§ Zadanie: Odszukaj we wpisach poniżej wszystkie wiersze zawierające słowo „When” i przepisz je.

§ Wpisy:
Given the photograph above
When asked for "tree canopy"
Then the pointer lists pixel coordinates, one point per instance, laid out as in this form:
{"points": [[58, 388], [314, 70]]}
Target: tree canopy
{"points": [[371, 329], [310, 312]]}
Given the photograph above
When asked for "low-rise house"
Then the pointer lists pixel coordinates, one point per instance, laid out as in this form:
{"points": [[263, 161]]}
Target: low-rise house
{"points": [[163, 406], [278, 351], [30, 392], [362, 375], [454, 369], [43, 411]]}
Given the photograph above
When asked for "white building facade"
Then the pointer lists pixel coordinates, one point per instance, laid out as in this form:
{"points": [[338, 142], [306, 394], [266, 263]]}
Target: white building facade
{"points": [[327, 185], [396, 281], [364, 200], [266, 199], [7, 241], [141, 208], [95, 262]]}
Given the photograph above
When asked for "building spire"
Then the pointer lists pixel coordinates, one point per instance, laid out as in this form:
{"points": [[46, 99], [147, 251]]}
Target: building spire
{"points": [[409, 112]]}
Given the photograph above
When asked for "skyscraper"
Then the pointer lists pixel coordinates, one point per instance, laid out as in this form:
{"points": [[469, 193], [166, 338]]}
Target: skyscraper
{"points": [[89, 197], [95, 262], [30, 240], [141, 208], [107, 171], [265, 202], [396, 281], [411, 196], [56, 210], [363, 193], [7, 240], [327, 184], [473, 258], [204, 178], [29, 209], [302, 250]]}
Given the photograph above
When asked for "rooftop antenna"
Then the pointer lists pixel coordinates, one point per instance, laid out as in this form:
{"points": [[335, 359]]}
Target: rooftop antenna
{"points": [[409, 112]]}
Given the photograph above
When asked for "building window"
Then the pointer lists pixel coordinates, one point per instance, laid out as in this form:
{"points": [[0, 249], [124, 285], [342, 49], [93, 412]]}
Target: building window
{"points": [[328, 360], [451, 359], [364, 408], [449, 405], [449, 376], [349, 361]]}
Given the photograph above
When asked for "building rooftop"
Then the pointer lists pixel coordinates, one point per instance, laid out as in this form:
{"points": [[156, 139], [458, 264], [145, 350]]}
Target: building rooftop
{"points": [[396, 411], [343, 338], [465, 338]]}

§ Rozwiązanie zadania:
When asked for "tree canopy"
When asked for "low-rise house"
When asked for "white building facade"
When asked for "building spire"
When asked for "skyscraper"
When asked for "rooftop antenna"
When asked for "building window"
When asked for "building rooftop"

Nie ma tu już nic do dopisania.